Objective:
Copy everything from the line with "Note: identify the magenta" down to the line with "(1282, 537)", changing "orchid" to "lily" and leaving the rest as it is.

Raw records

• • • • • • •

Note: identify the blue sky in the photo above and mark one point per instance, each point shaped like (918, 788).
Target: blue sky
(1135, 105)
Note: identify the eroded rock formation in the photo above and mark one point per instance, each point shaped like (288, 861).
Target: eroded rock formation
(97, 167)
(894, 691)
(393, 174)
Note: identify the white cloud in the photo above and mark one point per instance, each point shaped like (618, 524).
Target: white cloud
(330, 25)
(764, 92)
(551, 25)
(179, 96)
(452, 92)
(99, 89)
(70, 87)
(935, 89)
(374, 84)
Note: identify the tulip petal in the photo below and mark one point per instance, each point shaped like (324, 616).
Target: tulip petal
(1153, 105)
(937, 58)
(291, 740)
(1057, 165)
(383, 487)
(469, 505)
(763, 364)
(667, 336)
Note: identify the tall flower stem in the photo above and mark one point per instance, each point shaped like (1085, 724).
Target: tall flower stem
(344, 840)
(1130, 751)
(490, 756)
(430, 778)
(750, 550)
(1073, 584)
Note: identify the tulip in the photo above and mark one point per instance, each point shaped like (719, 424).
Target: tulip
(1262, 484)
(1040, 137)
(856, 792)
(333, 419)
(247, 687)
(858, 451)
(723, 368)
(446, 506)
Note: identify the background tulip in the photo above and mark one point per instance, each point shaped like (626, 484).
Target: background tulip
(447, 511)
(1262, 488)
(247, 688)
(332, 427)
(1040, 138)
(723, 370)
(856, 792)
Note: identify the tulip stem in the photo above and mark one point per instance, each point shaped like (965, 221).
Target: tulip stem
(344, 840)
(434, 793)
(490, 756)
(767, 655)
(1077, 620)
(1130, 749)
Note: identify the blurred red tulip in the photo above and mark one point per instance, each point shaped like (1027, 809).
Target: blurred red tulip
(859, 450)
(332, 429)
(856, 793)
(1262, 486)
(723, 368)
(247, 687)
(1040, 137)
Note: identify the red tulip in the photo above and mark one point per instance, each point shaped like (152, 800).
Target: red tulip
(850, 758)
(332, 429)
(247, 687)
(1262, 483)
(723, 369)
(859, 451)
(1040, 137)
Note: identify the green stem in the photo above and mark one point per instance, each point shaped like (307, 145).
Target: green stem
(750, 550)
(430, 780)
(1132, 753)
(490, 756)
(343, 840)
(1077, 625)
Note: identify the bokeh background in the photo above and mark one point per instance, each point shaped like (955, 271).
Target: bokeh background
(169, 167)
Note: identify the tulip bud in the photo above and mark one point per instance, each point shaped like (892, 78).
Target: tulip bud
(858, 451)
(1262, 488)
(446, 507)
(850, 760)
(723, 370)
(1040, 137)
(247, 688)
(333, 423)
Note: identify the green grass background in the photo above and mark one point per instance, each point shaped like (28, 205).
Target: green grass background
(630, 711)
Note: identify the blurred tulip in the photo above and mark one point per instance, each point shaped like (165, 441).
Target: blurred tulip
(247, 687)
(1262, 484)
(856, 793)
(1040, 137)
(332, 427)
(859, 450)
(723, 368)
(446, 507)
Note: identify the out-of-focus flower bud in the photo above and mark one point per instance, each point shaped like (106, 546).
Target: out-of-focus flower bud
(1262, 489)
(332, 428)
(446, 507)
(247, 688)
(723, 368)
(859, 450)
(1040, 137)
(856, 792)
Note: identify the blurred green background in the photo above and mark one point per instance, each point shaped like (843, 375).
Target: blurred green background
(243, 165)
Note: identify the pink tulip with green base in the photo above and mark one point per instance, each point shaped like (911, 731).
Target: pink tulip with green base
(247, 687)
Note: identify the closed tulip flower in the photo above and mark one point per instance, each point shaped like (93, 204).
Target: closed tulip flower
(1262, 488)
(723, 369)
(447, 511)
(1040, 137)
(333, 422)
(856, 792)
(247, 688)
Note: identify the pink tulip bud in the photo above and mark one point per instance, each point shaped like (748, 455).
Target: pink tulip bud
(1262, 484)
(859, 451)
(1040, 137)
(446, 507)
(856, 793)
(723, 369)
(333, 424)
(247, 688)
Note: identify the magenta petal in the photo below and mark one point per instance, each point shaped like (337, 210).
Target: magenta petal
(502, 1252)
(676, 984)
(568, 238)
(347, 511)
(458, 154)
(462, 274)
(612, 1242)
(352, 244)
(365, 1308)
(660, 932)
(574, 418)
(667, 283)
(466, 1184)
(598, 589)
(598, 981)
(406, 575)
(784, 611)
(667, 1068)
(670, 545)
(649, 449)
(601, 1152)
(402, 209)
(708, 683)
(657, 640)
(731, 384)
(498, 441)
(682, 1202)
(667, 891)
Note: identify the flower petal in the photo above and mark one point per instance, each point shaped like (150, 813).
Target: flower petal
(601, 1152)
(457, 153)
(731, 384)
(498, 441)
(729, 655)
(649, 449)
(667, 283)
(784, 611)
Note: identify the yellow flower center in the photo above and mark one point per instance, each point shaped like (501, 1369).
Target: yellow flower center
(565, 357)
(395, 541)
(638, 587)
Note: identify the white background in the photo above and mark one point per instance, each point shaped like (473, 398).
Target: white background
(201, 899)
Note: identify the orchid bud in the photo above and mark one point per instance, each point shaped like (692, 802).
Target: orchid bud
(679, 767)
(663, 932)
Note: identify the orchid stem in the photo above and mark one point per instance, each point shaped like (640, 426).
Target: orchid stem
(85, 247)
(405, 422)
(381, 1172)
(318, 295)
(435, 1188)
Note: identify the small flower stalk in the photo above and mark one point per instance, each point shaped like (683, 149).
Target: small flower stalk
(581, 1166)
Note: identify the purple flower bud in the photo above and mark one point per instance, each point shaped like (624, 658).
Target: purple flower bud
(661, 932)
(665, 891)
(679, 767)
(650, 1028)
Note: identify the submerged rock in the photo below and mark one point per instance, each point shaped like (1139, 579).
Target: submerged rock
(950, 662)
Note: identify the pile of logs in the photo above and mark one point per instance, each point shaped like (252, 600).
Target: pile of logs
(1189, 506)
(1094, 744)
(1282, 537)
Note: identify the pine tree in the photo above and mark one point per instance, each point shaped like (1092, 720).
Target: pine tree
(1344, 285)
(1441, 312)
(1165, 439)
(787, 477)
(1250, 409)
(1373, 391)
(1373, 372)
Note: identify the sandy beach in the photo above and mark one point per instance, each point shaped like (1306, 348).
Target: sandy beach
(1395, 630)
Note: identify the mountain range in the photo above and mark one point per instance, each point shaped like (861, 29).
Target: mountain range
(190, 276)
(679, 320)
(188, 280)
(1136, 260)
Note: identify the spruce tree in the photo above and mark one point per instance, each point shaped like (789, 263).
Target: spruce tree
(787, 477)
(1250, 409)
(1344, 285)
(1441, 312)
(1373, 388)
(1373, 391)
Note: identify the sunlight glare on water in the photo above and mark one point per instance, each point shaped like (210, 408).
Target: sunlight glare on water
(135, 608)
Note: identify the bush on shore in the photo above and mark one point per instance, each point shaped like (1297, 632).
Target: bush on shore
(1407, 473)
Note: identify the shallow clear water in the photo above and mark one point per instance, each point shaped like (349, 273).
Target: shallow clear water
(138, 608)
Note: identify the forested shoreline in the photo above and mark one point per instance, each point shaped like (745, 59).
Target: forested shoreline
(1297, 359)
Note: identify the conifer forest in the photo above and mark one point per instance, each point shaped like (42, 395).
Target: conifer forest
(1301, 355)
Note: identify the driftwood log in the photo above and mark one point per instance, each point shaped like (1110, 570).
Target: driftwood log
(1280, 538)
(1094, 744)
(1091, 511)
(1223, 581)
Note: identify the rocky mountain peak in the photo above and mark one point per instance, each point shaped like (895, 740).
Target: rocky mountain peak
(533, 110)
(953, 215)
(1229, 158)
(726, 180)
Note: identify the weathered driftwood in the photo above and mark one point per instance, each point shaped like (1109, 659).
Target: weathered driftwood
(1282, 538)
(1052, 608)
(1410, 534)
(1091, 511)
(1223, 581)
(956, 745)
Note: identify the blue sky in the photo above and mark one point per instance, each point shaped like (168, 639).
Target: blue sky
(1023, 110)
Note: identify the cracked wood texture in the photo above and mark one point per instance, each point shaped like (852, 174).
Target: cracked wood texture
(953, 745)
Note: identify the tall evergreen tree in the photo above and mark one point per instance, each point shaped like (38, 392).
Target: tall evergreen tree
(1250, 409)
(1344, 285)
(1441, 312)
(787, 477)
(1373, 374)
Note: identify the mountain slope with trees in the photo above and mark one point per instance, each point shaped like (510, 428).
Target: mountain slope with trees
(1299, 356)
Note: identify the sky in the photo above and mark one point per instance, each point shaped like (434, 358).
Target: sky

• • • • • • •

Correct answer:
Note: identify the magenta petal in the photo below and mark one point per instance, each point shaped like (337, 210).
Target: magenta petal
(502, 1252)
(676, 984)
(568, 238)
(347, 511)
(458, 154)
(462, 274)
(612, 1242)
(352, 244)
(365, 1308)
(660, 932)
(574, 418)
(667, 283)
(466, 1184)
(598, 589)
(598, 981)
(406, 575)
(784, 611)
(667, 1068)
(670, 545)
(649, 449)
(601, 1152)
(402, 209)
(708, 683)
(657, 640)
(731, 384)
(498, 441)
(682, 1202)
(667, 891)
Note: identify the flower petal in the photo above and mark one point per instance, each point shaped like (150, 813).
Target: flower petal
(601, 1152)
(457, 153)
(731, 384)
(498, 441)
(729, 655)
(649, 449)
(667, 283)
(784, 611)
Note: identify the yellow flower center in the photo above and mark one point per instance, each point shaped like (501, 1369).
Target: yellow flower center
(565, 357)
(395, 541)
(638, 587)
Note: identify the white background in the photo above and mark one point per instance, each point shaped like (473, 398).
Target: white background
(201, 899)
Note: identify the lily bud in the photo above and mark one point per instance, each point shaped like (692, 802).
Target: lily bud
(679, 767)
(663, 932)
Note: identify the lily stem in the photo above and mark one point per instance, each point shaped like (640, 426).
Target: lily stem
(85, 247)
(405, 422)
(381, 1172)
(318, 295)
(435, 1188)
Note: identify the small flower stalk in the photo above and mark one point per instance, each point shaped like (683, 149).
Target: small flower stalk
(581, 1166)
Note: identify the purple flower bud in the photo above and mark one point per instance, each point shaped like (624, 658).
Target: purple flower bud
(661, 932)
(665, 891)
(679, 767)
(650, 1028)
Note: identify the submerged rock in the photo below and mark one point per instance, each point shaped like (1139, 579).
Target: submerged rock
(950, 662)
Note: identify the pile of logs in the photo above and mark one point per instance, each point shaped like (252, 600).
Target: pile of logs
(1189, 506)
(1094, 744)
(1282, 537)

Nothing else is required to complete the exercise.